What’s the Matter with the Rock ‘n’ Roll TV Series?

And is The Get Down the Exception?

TV Features
What’s the Matter with the Rock ‘n’ Roll TV Series?

In the summer of 1980, before MTV brought the New Wave into the mainstream, Billy Joel’s “It’s Still Rock and Roll to Me” spent two weeks at the top of the charts. The song’s imagined argument between a musician and his publicist aimed much of its ire at the wrong target—the “hot funk, cool punk” of the era’s rising stars—but if Joel’s resistance to pop music’s “next phase” now seems shortsighted, his critique of the preference for image over sound is as apt today as ever. With FX’s Sex&Drugs&Rock&Roll, HBO’s Vinyl,, Showtime’s Roadies, and Netflix’s The Get Down, the subgenre we might call the “rock ‘n’ roll TV series”—set backstage and behind the scenes, at concert venues, recording studios, and corporate offices—is in the midst of a revival, one regrettable for its frequent failure to focus on the drama of the music’s making. As Joel knew, pink sidewinders and white wall tires are forms of ornamentation, flourishes that dress up, or drown out, the main part of the melody, and TV’s recent spate of musical series appears, in the same vein, to be more interested in the trappings of the milieu than in the art form at its center. “Don’t you know about the new fashion honey?” the publicist asks in Joel’s prescient foot-tapper. “All you need are looks and a whole lotta money.”

SHORT PROBLEM:
In the essay above on rock 'n' roll TV series, why does the writer call the genre's revival regrettable? Answer in one to three sentences.

EXTRACTED RECORDS:
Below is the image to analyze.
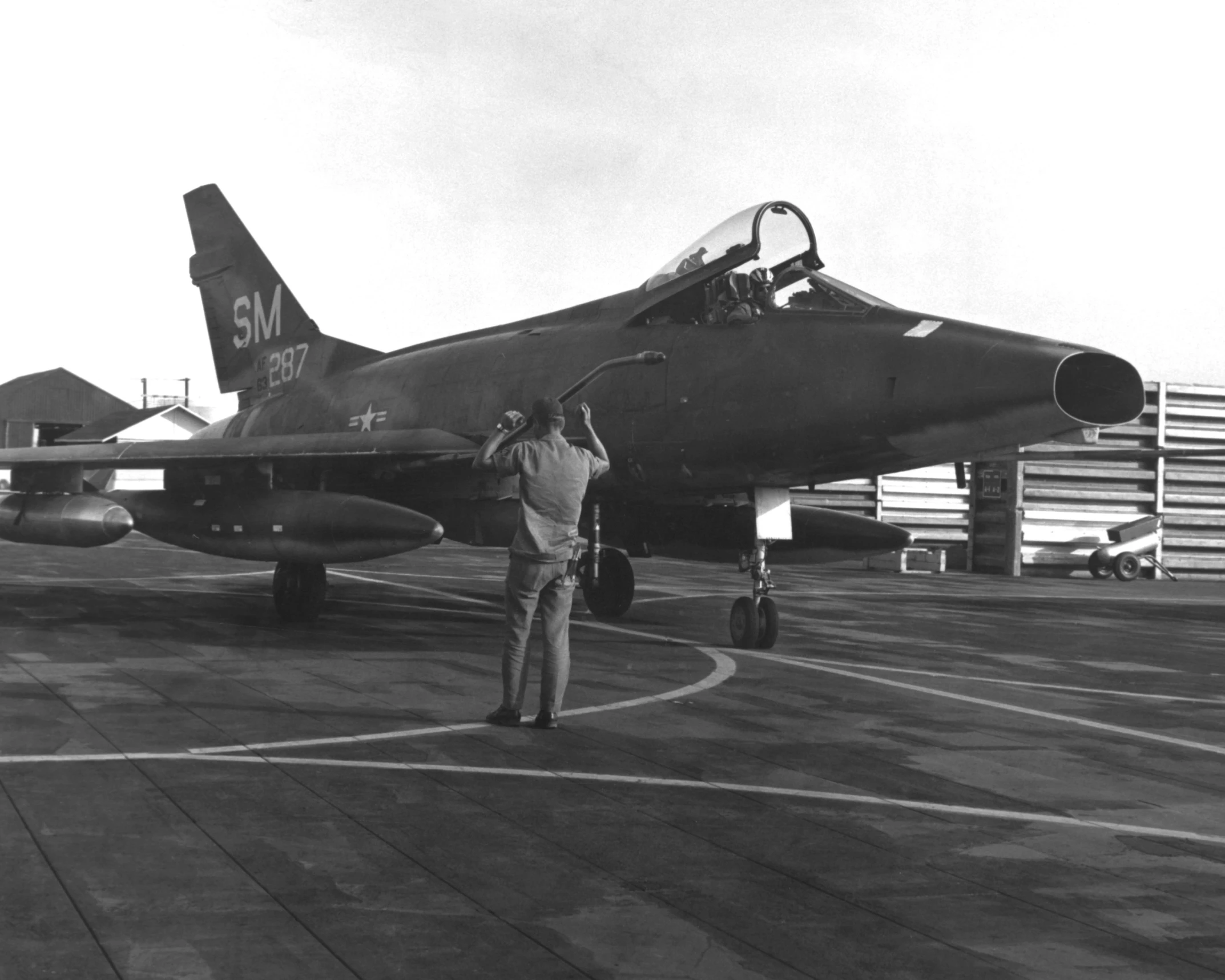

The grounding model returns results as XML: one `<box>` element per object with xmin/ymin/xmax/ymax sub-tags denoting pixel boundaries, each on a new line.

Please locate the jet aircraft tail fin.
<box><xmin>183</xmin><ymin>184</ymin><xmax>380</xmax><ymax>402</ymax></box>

==

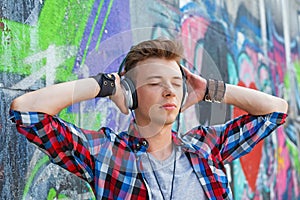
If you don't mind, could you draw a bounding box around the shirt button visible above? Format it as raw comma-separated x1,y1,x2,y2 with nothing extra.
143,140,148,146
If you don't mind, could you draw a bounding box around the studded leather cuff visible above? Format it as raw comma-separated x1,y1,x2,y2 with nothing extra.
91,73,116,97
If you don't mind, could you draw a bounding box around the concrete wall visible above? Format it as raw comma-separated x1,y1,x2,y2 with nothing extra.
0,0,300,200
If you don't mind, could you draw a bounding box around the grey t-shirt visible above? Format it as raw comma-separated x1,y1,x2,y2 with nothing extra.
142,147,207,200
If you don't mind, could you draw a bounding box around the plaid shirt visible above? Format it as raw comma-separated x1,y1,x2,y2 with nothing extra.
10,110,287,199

--

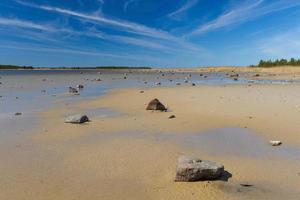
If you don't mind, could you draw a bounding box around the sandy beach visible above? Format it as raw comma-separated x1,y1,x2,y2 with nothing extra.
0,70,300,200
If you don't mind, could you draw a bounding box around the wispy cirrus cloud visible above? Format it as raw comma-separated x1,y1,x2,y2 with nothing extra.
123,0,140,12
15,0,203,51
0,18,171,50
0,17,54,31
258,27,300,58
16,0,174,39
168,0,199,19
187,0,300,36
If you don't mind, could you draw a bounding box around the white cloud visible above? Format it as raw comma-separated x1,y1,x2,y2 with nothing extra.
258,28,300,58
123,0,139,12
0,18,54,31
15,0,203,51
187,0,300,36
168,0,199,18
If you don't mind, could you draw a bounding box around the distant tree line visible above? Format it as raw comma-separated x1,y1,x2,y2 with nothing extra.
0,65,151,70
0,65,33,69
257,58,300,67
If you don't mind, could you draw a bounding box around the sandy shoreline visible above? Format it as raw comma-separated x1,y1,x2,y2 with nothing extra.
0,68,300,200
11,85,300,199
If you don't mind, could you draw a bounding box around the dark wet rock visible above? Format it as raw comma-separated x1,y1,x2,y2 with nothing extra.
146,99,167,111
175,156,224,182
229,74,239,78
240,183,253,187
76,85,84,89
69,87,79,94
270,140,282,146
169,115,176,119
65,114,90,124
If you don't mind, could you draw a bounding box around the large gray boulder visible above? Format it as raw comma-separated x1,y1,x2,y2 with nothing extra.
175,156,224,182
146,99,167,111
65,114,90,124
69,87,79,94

RESPONSE:
The writer calls the revival regrettable because these series often fail to focus on the drama of the music's making. Like the ornamentation Billy Joel sang about, they seem more interested in the trappings of the milieu than in the art form at its center.